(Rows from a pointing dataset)
--

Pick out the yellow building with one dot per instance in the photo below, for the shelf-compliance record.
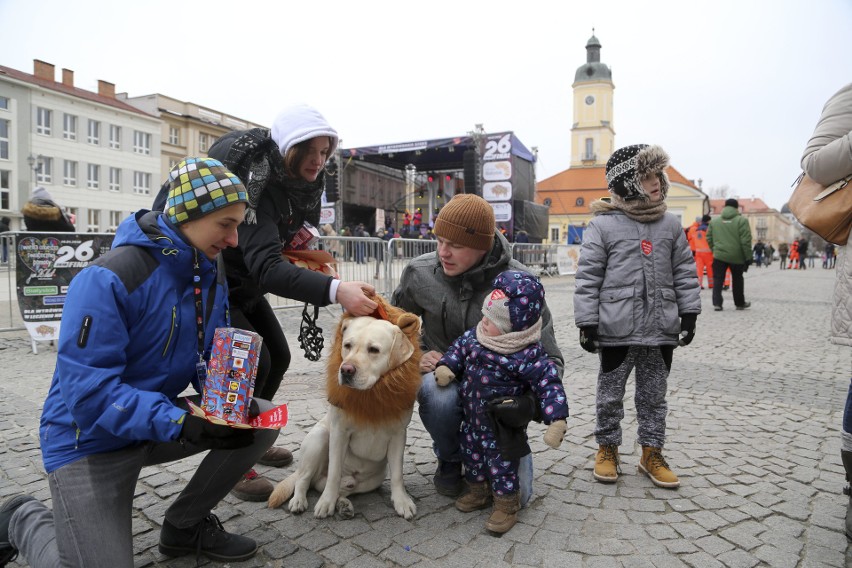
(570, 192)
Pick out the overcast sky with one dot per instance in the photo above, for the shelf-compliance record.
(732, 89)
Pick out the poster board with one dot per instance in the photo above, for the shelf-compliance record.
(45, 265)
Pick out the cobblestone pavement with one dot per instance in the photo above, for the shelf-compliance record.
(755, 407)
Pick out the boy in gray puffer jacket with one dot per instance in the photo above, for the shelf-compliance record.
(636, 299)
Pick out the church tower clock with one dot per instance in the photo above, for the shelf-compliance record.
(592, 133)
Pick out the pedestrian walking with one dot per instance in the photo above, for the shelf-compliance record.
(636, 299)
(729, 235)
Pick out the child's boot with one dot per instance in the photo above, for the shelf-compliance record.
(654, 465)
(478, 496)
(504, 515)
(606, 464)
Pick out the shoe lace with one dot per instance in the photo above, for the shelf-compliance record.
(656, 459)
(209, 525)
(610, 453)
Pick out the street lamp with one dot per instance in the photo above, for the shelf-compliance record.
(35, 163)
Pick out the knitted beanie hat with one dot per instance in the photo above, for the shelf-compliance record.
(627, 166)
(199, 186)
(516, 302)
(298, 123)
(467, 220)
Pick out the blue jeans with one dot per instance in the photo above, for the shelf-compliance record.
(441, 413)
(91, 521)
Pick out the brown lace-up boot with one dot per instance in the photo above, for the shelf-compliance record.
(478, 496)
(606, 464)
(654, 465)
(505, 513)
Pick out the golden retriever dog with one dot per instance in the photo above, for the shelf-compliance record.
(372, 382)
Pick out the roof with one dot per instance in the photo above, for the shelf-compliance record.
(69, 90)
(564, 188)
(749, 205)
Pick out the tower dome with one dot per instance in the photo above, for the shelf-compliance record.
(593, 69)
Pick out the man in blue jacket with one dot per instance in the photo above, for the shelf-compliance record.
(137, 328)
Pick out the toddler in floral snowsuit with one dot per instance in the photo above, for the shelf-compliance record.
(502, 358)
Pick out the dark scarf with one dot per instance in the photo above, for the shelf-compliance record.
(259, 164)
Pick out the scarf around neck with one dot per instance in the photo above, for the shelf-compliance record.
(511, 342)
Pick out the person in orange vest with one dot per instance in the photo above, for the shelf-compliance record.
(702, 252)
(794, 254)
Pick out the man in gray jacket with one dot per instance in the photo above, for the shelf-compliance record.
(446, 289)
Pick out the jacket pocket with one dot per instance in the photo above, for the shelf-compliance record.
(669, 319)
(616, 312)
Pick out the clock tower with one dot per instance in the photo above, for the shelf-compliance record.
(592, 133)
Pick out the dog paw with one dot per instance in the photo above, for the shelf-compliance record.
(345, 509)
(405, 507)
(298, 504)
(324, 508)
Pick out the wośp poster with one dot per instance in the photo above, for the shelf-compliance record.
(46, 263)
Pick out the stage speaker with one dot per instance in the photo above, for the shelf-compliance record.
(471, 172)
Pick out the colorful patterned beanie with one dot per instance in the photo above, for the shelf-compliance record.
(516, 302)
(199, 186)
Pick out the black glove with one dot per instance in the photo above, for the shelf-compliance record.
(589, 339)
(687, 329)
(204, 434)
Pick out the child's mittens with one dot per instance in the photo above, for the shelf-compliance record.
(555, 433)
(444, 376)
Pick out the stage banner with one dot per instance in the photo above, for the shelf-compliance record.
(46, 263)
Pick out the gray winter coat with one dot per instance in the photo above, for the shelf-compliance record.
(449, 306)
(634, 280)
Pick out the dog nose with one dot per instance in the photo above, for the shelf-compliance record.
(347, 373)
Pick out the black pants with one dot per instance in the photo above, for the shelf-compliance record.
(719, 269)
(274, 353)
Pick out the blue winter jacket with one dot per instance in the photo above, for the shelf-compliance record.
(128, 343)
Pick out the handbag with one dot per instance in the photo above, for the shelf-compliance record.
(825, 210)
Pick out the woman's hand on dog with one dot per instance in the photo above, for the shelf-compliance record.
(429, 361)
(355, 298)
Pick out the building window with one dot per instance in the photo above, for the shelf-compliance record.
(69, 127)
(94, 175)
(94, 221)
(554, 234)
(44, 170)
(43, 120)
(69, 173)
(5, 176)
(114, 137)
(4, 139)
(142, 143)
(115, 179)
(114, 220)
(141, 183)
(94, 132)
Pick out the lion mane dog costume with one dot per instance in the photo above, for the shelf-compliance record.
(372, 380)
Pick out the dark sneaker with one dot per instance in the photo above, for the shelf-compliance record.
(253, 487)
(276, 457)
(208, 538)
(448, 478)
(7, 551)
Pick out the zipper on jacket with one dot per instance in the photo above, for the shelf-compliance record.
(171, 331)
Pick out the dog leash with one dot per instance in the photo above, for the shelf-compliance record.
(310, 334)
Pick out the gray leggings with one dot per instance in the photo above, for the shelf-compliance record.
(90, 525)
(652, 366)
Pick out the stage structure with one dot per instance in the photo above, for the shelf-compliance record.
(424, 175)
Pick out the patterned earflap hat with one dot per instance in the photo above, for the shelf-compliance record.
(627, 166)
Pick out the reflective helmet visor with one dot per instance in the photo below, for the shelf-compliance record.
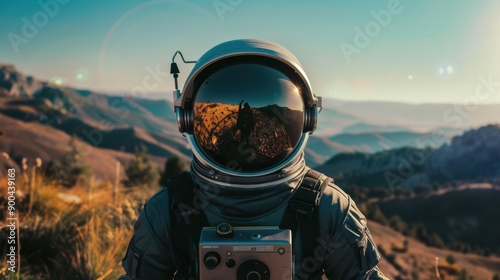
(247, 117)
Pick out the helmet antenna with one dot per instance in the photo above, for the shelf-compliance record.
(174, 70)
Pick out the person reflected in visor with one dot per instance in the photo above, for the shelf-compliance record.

--

### [Set task]
Leave out the pictures and copy everything else in the records word for word.

### [Complete answer]
Pick out the yellow building with one dot per instance in the photo below, for the shelf-compliance record.
(570, 192)
Pick out the overcast sky with one dot per instance in the photo above, for the shelf-compliance record.
(732, 89)
Pick out the poster board with one dot per instance in the photo above, for the shelf-compliance record.
(45, 265)
Pick out the cobblestone pavement with one dot per instance in the photo above, for the shelf-compliance record.
(755, 407)
Pick out the boy in gray puffer jacket with one dot per instance in the photo above, for the shelf-compliance record.
(636, 299)
Pick out the church tower clock with one dot per instance in the photo above, for the shelf-compliance record.
(592, 133)
Pick out the pedestrian walking with one dot per instance in the photo above, for the shelf-compliance record.
(636, 299)
(729, 235)
Pick out the child's boot with one dot per instance in the photo above, for the shelf-compliance record.
(654, 465)
(478, 496)
(504, 515)
(606, 464)
Pick out the shoe lace with one dot per instance in the photo above, for the shelf-compliance record.
(656, 459)
(209, 525)
(610, 453)
Pick out the street lamp with one dot per instance in the photo above, for the shelf-compliance record.
(35, 163)
Pick out the knitted beanie hat with one dot per instance in the photo above, for the shelf-compliance record.
(627, 166)
(199, 186)
(516, 302)
(298, 123)
(467, 220)
Pick out the blue jeans with one dot per instance in the photo above, for the shelf-compliance record.
(441, 413)
(91, 521)
Pick out the brown lace-up boot with one dot per instance in the photo above, for the shelf-compliance record.
(478, 496)
(606, 464)
(654, 465)
(505, 513)
Pick out the golden retriever dog with one dot per instance in the photo above, for the shelf-compliance record.
(372, 382)
Pick out the roof with one dot per instance in the photo above, for the shelf-compliance record.
(69, 90)
(564, 188)
(749, 205)
Pick out the tower dome with one dot per instance in the photo above, for the shelf-compliance record.
(593, 69)
Pick out the man in blue jacket with one dot per instance in the photo above, for the shelf-compliance record.
(137, 328)
Pick out the toddler in floral snowsuit with one dot per instance in the photo above, for the shelf-compliance record.
(502, 358)
Pick out the dark scarf with one dot per instance in the photo above, for the shelf-compliance record.
(259, 164)
Pick out the scarf around neck with one dot per instance in the photo above, for the shelf-compliance record.
(511, 342)
Pick out the person in orange vest with one dot per instance in the photo above, for the shelf-compliance record.
(702, 252)
(794, 254)
Pick out the man in gray jacket with one dot per instance in the photo above, for the shelf-compliance record.
(446, 289)
Pick out the jacket pocket with one dot per instance in the photo above, for the shelf-compliance record.
(669, 319)
(616, 312)
Pick out the clock tower with one dot per instance in the photo above, for the shelf-compliance record.
(592, 133)
Pick out the dog paw with one dot per instance in the photo above, for the shelf-compliance record.
(345, 509)
(405, 507)
(298, 504)
(324, 508)
Pick out the wośp poster with one dot per instance in the photo above, for the shelf-compliance record.
(46, 263)
Pick out the stage speaker with one dot per instance in the photo above, for the shelf-compliance record.
(471, 172)
Pick out the colorful patterned beanie with one dot per instance in the photo above, for the shelf-compliance record.
(516, 302)
(199, 186)
Pick out the black glove with one dot per instance in the photo above, for the shelf-compliance record.
(589, 339)
(687, 329)
(204, 434)
Pick out the child's mittens with one dot per instance in the photo above, for the shelf-compliance record.
(555, 433)
(444, 376)
Pick out the stage banner with one dot per instance in the photo above, for the shelf-compliance record.
(46, 263)
Pick out the gray winter coat with one dot per instance in the photo above, for the shelf-compliance record.
(449, 306)
(634, 280)
Pick out the dog nose with one dot per instance in the photo above, for the shelf-compliance record.
(347, 373)
Pick out the black pants with one dot per instance in the photo above, for the shelf-compliance record.
(719, 269)
(274, 353)
Pick out the blue winter jacket with one dot per instance in the photo above, for the shelf-compliance record.
(128, 343)
Pick out the handbag with one dot per instance in the photo above, for the shelf-compliance record.
(825, 210)
Pick out the woman's hand on dog with one dot per instance in the photo above, for the shelf-compliance record.
(429, 361)
(355, 298)
Pick out the building window with one dot per instance in the photo above, for the shelf-compliance record.
(69, 127)
(94, 175)
(94, 221)
(554, 234)
(44, 170)
(43, 120)
(69, 173)
(5, 176)
(114, 137)
(4, 139)
(142, 143)
(115, 179)
(114, 220)
(141, 183)
(94, 132)
Pick out the lion mane dog costume with one dot per instance in the photo above, for the shelf-compliance record.
(372, 380)
Pick out the dark sneaker with one dot per instance in the photo above, for the shelf-compliance record.
(253, 487)
(276, 457)
(208, 538)
(448, 478)
(7, 551)
Pick out the zipper on jacket with one dot per instance in the photo above, for the shelf-compliance record.
(171, 331)
Pick out the dog leash with one dot per instance in the photo above, for the shelf-compliance record.
(310, 334)
Pick out the gray leggings with one dot per instance in the photo above, for the shelf-compliance record.
(90, 525)
(652, 366)
Pick out the stage structure with one dot per instance in the photo above, for the shelf-compliance record.
(424, 175)
Pick out the patterned earflap hat with one dot per instance in the photo above, for the shelf-compliance record.
(627, 166)
Pick out the reflective helmet visor with one dot per instance in the photo below, for the shelf-compliance record.
(247, 117)
Pick out the helmet antenna with one dot per instance in the photo above, for the shelf-compliance record.
(174, 70)
Pick out the person reflected in visor with one dot per instance in the photo above, for the shelf-compliance record.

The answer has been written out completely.